## TASK DETAILS:
Rescale the coordinates in the answers of the lines below by multiplying each by 1.1 and rounding to whole numbers, with halves rounded up. Then give every line again, including its request, and leave out the pictures.

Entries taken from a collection
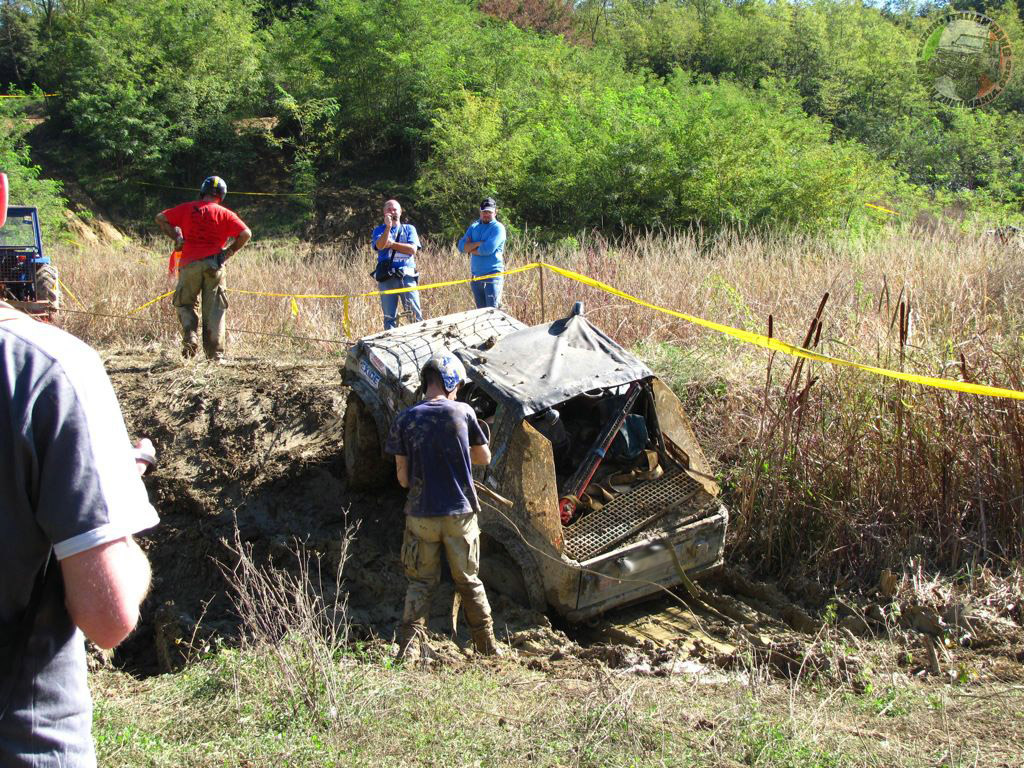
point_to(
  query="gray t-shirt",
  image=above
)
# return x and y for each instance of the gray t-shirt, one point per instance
(70, 483)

## FULL SOLUTION:
point_to(
  query="gray t-shirt",
  image=above
)
# return x and y for each instance of the gray t-shirt, one point per instance
(77, 531)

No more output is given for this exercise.